--- Provided records Enclosed Below ---

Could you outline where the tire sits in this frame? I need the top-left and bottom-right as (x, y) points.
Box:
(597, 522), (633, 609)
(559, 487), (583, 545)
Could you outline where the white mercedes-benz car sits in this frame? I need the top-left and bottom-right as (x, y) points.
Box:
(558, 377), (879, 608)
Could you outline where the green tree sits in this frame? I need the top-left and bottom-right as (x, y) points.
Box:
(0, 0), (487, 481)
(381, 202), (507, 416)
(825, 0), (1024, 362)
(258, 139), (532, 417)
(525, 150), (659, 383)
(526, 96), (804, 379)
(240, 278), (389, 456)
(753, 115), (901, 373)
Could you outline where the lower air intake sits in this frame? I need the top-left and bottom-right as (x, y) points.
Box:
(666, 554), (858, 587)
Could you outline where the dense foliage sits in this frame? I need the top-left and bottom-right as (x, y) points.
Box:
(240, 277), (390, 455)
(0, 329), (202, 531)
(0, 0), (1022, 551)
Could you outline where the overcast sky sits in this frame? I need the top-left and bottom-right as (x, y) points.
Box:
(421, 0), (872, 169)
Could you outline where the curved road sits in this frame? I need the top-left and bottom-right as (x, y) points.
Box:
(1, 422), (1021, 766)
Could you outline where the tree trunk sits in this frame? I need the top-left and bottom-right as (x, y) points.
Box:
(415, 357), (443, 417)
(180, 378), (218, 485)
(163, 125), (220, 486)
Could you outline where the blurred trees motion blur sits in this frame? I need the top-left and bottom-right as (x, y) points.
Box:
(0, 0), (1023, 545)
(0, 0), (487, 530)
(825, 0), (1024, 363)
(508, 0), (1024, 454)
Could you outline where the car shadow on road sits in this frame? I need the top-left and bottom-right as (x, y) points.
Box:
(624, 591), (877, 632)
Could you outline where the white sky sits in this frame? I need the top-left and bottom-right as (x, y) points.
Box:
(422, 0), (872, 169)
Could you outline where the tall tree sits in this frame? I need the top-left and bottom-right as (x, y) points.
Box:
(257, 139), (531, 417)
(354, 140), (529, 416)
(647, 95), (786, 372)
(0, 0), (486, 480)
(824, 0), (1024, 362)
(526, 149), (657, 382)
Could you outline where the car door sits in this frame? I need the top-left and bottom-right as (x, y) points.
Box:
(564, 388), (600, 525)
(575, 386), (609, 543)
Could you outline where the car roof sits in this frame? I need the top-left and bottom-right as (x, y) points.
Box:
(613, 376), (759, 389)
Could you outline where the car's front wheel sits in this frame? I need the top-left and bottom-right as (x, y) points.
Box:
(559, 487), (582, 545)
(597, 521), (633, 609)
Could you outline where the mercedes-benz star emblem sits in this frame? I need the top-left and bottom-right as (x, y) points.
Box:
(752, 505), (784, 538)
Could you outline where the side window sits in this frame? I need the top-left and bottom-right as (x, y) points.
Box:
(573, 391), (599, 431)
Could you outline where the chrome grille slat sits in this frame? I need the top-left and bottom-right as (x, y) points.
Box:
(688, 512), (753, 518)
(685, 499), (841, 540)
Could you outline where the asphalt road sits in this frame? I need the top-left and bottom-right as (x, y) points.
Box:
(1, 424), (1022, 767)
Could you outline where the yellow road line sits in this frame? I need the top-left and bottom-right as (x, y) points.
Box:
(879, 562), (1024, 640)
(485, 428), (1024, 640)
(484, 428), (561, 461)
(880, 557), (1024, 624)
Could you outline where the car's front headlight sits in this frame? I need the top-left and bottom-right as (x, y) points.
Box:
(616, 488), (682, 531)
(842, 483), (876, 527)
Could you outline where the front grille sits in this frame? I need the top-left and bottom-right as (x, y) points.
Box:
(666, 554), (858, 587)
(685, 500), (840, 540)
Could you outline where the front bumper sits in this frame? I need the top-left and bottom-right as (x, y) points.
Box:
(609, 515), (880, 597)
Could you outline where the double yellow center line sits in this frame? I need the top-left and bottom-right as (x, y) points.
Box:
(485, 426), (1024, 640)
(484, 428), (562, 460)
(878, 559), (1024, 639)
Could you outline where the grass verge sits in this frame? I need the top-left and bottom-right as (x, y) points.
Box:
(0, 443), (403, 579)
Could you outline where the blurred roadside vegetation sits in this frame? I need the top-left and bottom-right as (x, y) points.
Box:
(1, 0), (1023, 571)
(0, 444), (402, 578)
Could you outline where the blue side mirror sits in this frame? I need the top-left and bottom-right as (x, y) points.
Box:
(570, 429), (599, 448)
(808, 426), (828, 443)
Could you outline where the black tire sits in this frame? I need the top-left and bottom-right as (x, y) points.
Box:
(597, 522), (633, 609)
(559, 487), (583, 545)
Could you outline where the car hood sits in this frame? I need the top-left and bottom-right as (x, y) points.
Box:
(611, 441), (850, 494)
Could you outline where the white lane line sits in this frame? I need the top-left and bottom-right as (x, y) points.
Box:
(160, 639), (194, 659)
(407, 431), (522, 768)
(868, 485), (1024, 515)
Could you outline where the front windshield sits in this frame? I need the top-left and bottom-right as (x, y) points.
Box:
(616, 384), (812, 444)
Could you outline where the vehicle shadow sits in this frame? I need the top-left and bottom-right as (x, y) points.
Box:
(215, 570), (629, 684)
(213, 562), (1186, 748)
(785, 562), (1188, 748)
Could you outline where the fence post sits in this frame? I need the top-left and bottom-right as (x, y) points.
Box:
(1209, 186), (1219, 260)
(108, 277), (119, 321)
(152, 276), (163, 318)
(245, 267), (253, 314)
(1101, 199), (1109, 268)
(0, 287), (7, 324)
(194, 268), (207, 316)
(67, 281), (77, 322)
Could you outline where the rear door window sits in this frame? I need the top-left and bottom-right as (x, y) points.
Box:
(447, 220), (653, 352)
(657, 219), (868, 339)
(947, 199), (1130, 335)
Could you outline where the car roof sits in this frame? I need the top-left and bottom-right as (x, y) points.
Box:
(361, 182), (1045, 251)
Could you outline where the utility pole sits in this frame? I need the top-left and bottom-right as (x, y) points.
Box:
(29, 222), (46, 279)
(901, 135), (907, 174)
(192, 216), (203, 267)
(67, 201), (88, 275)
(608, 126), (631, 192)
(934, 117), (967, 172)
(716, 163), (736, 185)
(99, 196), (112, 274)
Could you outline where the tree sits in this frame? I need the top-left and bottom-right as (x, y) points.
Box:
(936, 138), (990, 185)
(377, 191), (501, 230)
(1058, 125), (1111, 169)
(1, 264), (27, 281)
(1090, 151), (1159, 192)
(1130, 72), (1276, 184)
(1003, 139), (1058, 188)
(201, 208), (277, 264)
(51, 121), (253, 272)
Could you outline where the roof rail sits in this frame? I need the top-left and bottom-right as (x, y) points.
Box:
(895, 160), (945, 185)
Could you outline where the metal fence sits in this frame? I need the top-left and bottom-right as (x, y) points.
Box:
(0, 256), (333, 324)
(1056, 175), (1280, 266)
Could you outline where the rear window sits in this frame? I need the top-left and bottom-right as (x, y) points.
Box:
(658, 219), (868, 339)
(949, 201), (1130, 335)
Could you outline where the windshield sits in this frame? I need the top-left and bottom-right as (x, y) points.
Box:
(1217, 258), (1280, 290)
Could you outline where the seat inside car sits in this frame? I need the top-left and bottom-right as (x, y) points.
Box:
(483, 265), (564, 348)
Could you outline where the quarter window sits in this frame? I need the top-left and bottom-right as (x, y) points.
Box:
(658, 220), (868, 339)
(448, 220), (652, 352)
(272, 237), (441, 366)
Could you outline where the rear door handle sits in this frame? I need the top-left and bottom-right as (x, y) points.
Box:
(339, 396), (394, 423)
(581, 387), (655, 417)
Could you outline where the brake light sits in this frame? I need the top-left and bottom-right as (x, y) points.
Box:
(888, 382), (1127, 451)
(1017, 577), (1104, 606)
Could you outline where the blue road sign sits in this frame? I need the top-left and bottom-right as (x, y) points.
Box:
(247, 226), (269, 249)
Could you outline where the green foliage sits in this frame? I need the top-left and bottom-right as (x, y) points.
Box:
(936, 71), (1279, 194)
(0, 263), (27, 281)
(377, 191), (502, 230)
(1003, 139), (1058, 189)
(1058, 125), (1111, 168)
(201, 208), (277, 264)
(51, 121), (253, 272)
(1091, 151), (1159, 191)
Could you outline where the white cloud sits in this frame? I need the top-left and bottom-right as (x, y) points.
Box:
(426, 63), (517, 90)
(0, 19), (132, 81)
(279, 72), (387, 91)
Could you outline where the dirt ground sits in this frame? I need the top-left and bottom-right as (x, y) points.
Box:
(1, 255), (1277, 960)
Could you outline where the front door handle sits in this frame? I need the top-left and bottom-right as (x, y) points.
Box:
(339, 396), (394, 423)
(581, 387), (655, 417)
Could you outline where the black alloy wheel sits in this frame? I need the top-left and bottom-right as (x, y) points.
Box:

--- End of Enclosed Provided records ---

Work instruction.
Go line by line through the records above and copy each one containing "mercedes".

Response below.
Could you outline where the white mercedes-benz car sits in this frame? I need the top-left and bottom-right as (x, y) points.
Could you outline where the mercedes-benz star emblem sits in this frame? I need the top-left and bottom-right as (x, y) points.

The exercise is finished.